Retype the material below without changing a single character.

┄┄┄┄┄┄┄┄┄┄

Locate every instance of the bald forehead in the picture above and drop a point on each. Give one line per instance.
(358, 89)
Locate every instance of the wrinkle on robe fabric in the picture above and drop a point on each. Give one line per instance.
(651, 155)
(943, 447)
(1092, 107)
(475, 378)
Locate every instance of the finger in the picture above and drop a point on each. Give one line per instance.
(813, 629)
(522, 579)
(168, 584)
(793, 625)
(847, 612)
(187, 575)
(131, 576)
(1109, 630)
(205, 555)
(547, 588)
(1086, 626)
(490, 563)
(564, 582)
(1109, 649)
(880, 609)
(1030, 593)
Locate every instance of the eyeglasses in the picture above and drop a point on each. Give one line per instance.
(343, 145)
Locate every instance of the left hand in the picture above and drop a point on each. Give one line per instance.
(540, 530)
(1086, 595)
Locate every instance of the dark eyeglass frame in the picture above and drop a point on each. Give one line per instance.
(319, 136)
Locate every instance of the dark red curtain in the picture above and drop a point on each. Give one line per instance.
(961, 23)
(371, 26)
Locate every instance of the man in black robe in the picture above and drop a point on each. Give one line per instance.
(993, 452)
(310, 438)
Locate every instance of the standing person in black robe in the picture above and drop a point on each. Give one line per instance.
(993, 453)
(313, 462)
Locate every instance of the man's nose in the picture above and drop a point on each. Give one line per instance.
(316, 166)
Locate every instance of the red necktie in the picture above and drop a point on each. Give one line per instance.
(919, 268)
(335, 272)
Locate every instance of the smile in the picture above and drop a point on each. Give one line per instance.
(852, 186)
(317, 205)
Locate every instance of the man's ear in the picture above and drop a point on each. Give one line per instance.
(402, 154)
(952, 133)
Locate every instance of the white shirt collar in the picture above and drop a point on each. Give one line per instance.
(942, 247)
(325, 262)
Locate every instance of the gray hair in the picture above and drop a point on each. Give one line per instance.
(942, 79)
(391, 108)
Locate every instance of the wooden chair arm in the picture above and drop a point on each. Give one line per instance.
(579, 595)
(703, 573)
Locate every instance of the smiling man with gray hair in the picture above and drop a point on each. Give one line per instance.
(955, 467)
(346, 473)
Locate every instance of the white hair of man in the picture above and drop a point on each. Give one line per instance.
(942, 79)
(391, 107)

┄┄┄┄┄┄┄┄┄┄

FULL ANSWER.
Locate every instance of the bald forehead in the picture above and drop a point on each. Give one line per instance.
(358, 89)
Locate every instance of the wrinkle on robe fabric in the picture above and drop a point on each. Give one line per instance.
(651, 155)
(943, 447)
(1092, 107)
(475, 378)
Locate every instance of the finger in the picture above and drop a point on each. Give one line per instance.
(813, 629)
(522, 579)
(168, 584)
(793, 625)
(847, 612)
(187, 575)
(131, 576)
(1109, 630)
(205, 555)
(547, 588)
(1086, 626)
(490, 563)
(564, 582)
(1109, 649)
(880, 609)
(1030, 593)
Locate every instance of the eyeglasses in the picture above and drop a point on each. Give one line per instance.
(343, 145)
Locate every instance of the left hand in the picture above and drop a point on each. Give one line per instance.
(540, 530)
(1086, 595)
Locate every instance of the dark eyeglass frame in the picture above and drop a point on each. Give one line per instance.
(319, 136)
Locate every instance of the dark red curtain in the picture above and drop a point on each. Give one line per instance.
(961, 23)
(371, 26)
Locate every instance of the man in black robe in the picture above and drop a point on each. Give one line per instance.
(993, 452)
(310, 438)
Locate every instance of the standing person in black robe in the picture above and drop a point on each. Give one line per instance.
(993, 453)
(313, 462)
Locate every instance of the man's nose in the picture above and drop a point on each. Give one line per instance.
(316, 166)
Locate every instance of the red necktie in the picture above and drop a point on each. Give one line per instance.
(919, 268)
(335, 272)
Locate every instance of the smile in the picture above and drop a point on each. Give one line per instance.
(852, 186)
(317, 205)
Locate every instance of the man's ear in the picture above and drop a point on each. Give one line per instance.
(402, 154)
(952, 133)
Locate every instance of the white shirt collar in the picture above and drop a point on each. Give one line per instance.
(942, 247)
(325, 262)
Locate every instance of the gray hair in the picture above and drop a point on each. Give one line per instance.
(942, 79)
(391, 108)
Locate every instance of the wooden chair arm in the picture above and drop a point on each. Give one line per instance.
(579, 595)
(703, 573)
Locate every instance of the smiling man with gray hair in the picture above and drop a point on each. Give one line per instance.
(955, 467)
(346, 473)
Locate every instance of the white hair of man in the picture above and drop a point on each. Give one line per instance.
(942, 79)
(391, 107)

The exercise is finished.